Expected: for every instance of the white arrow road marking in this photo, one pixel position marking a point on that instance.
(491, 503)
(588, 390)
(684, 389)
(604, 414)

************

> _EXERCISE OBJECTIVE_: The material is to be written out once more, exactly and in full.

> _TASK ANSWER_:
Expected: for every instance of the white arrow road marking in this photo, one pixel position marking a point on that instance.
(491, 503)
(588, 390)
(684, 389)
(604, 414)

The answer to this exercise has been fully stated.